摘要: 早在20世紀20、30年代建立量子力學的過程中,從自由原子的外形必須是球狀的事實出發,單憑對稱性的分析即群論就已經把元素周期表的本質完全回答清楚了。具體說來,屬于Lie群的球對稱就把原子中單個電子的狀態約束在球諧函數或其線性組合之中。從那時候起,“化學不再是單純實驗科學”的時代悄悄來臨;“化學有化學的規律”那種排斥物理學的觀點開始失去影響力。既然可以預期未來不可能制備出非球狀且相對穩定的自由原子,因此就不可能指望元素周期表在未來有本質的改變。
關鍵詞: 元素周期表;群論;科學實驗;理性思維
文章編號: 10056629(2018)3000309 中圖分類號: G633.8 文獻標識碼: B
“用物理學的火炬照亮化學的暗室。”
——Friedrich Wilhelm Ostwald (1853—1932年。物理化學學科奠基人,1909年諾貝爾化學獎得主)[1]
“化學不再是門單純的實驗科學”
——1998年諾貝爾化學獎頒獎公告的補充資料[2]
1869年門捷列夫發表第一個元素周期表標志著第一個化學規律的建立。很長時間內,人們都知道那還僅僅是周期表的浮出,不是周期表的確立,很多人隨之繼續試圖揭示它的本質。今天的化學史學者告訴我們: 在發現元素周期表的過程中,曾經先后試過按原子量遞增猜測、按性質的三分組猜測、“八音律”猜測、門捷列夫的猜測,和按原子序數遞增的嘗試,逐步形成目前形式的元素周期表[3~6]。
當然,元素周期表是關于化學元素總體化學行為的描述,不包括細節問題的描述。至于細節問題,如形成陶瓷、晶體、熔點……行為規律的描述能力,那就要另外畫一張更深層次上的表,那顯然不屬于大多數化學家心目中的元素周期表。
很長時間以來,化學界關于元素周期表本質的認識: 要么是回顧歷史過程,可那是個猜測的歷史;要么遇到化學性質難以數值化的困難;即便想從電子結構考慮,可薛定諤方程宛如一層不透明的外殼,難以透過它發掘隱藏在化學性質背后的物理本質[7~10]。于是,有些中外化學家認為對元素周期表本質的認識還有待發現,他們把希望寄托在未來的科學發展,包括新元素的實驗發現、穩定島元素的實驗合成、相對論效應的探索……等等,加深對元素周期表的認識[11~14]。
可是,本文卻要向化學界傳達如下信息:
(1) 對元素周期表物理本質的認識是在量子論發展的過程中順帶完成的。早在1950年代之前就搞清了周期表的物理本質在于: 一是原子核電荷Z的因素;二是自由原子外形的球對稱決定了原子內電子狀態的角分布;這兩個物理根源: 核電荷與球對稱;在化學界,前者人人都知道,而后者知道的人卻不多。
--------------------------------
_任务目标 1_
把这篇关于元素周期表本质的文章中的“1869年門捷列夫發表第一個元素周期表標志著第一個化學規律的建立。”一句译成英文。
_任务目标 2_
这篇关于元素周期表本质的文章提到,在发现元素周期表的过程中先后试过哪些猜测和尝试?请全部列出。
_任务目标 3_
在这篇关于元素周期表本质的文章中,从含有“摘要: 早在20世紀20、3”的地方起,到“數化學家心目中的元素周期表。”之后止,重写这一段,并用“諾貝爾獎”替换其中的“諾貝爾化學獎”。
--------------------------------
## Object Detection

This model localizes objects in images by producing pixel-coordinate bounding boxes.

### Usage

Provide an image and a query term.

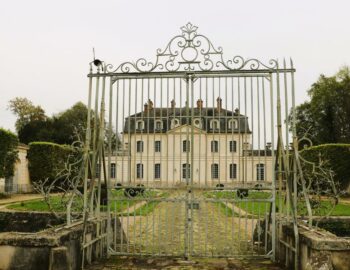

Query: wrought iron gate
[84,23,296,264]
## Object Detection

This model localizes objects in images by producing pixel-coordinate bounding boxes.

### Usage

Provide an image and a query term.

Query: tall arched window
[211,163,219,179]
[228,119,238,129]
[136,120,145,130]
[136,163,143,179]
[230,163,237,179]
[211,141,219,153]
[182,163,191,179]
[193,118,202,128]
[136,141,143,153]
[210,119,220,129]
[155,120,163,131]
[256,163,265,181]
[230,141,237,153]
[182,140,191,153]
[170,118,180,128]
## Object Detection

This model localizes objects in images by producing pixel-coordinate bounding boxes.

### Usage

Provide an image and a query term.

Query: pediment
[167,125,206,134]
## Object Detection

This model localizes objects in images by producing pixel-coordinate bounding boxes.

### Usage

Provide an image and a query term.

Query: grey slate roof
[123,107,251,133]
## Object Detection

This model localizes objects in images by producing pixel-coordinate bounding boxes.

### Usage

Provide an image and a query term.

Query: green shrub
[27,142,73,187]
[301,144,350,190]
[0,128,18,178]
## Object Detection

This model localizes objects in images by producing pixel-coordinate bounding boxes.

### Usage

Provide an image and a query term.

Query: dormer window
[193,118,202,128]
[171,118,180,128]
[228,119,238,129]
[155,120,163,131]
[210,120,220,129]
[136,120,145,130]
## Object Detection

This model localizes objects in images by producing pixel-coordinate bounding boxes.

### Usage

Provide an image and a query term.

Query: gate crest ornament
[104,22,278,73]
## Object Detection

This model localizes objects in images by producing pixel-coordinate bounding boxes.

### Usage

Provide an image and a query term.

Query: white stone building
[106,98,273,186]
[0,144,33,193]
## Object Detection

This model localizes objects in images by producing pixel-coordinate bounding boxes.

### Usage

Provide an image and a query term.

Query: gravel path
[113,192,257,257]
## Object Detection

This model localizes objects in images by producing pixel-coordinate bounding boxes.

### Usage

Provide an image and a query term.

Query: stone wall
[277,221,350,270]
[0,212,121,270]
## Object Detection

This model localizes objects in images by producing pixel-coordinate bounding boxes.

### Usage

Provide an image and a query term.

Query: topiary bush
[301,144,350,190]
[0,128,18,178]
[27,142,73,187]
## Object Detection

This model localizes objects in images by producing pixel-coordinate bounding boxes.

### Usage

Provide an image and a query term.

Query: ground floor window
[136,163,143,178]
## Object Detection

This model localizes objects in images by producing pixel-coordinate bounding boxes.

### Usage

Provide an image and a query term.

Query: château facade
[106,98,273,186]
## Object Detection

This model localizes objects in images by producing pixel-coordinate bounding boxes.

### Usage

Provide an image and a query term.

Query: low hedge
[27,142,73,186]
[301,143,350,190]
[0,128,18,178]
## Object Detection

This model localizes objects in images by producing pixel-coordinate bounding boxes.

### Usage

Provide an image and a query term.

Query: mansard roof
[124,107,251,133]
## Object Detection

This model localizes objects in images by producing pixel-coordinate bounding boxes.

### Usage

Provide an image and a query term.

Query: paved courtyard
[99,192,281,270]
[86,257,284,270]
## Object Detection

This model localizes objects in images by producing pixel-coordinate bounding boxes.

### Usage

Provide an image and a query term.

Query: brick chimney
[197,99,203,109]
[216,97,222,112]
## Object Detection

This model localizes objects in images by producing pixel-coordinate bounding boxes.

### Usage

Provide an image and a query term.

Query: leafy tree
[18,118,55,144]
[295,67,350,145]
[0,128,18,178]
[8,97,47,132]
[53,102,88,144]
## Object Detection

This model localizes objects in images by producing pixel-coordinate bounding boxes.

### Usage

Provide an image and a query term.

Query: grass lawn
[7,190,164,213]
[7,195,83,212]
[205,191,350,216]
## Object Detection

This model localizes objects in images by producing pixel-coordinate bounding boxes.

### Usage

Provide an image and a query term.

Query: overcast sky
[0,0,350,130]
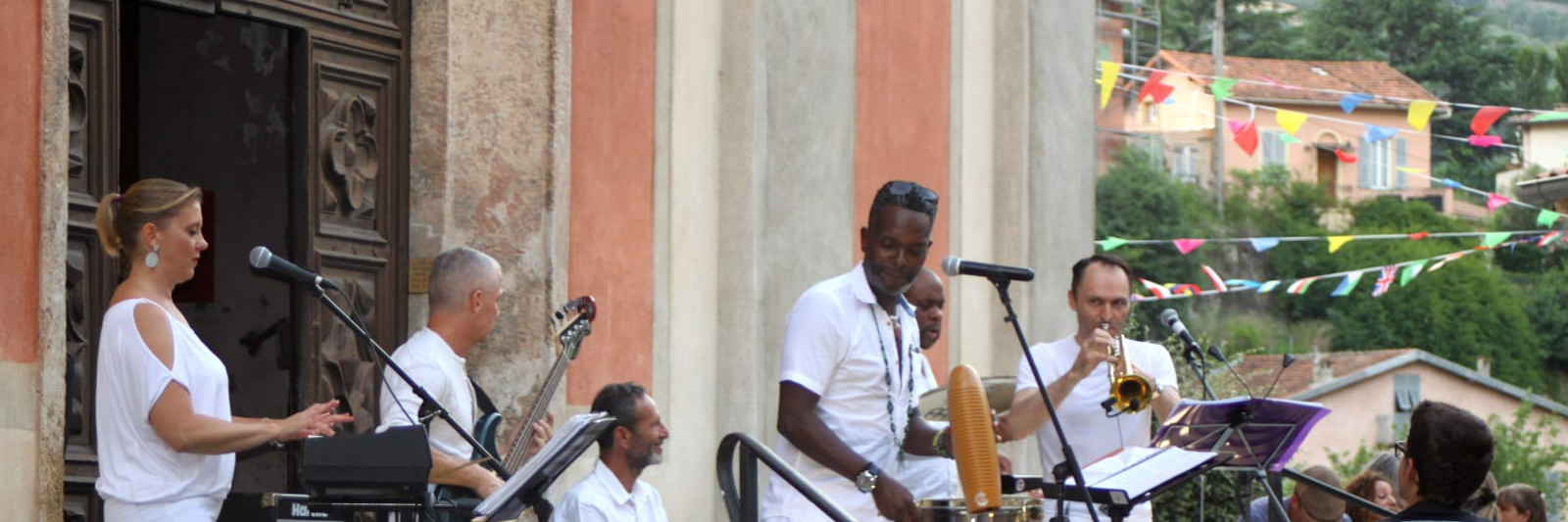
--------------------------------
_任务结果 1_
Mendeleev's publication of the first periodic table of elements in 1869 marked the establishment of the first chemical law.

_任务结果 2_
按原子量遞增猜測
按性質的三分組猜測
“八音律”猜測
門捷列夫的猜測
按原子序數遞增的嘗試

_任务结果 3_
摘要: 早在20世紀20、30年代建立量子力學的過程中,從自由原子的外形必須是球狀的事實出發,單憑對稱性的分析即群論就已經把元素周期表的本質完全回答清楚了。具體說來,屬于Lie群的球對稱就把原子中單個電子的狀態約束在球諧函數或其線性組合之中。從那時候起,“化學不再是單純實驗科學”的時代悄悄來臨;“化學有化學的規律”那種排斥物理學的觀點開始失去影響力。既然可以預期未來不可能制備出非球狀且相對穩定的自由原子,因此就不可能指望元素周期表在未來有本質的改變。
關鍵詞: 元素周期表;群論;科學實驗;理性思維
文章編號: 10056629(2018)3000309 中圖分類號: G633.8 文獻標識碼: B
“用物理學的火炬照亮化學的暗室。”
——Friedrich Wilhelm Ostwald (1853—1932年。物理化學學科奠基人,1909年諾貝爾獎得主)[1]
“化學不再是門單純的實驗科學”
——1998年諾貝爾獎頒獎公告的補充資料[2]
1869年門捷列夫發表第一個元素周期表標志著第一個化學規律的建立。很長時間內,人們都知道那還僅僅是周期表的浮出,不是周期表的確立,很多人隨之繼續試圖揭示它的本質。今天的化學史學者告訴我們: 在發現元素周期表的過程中,曾經先后試過按原子量遞增猜測、按性質的三分組猜測、“八音律”猜測、門捷列夫的猜測,和按原子序數遞增的嘗試,逐步形成目前形式的元素周期表[3~6]。
當然,元素周期表是關于化學元素總體化學行為的描述,不包括細節問題的描述。至于細節問題,如形成陶瓷、晶體、熔點……行為規律的描述能力,那就要另外畫一張更深層次上的表,那顯然不屬于大多數化學家心目中的元素周期表。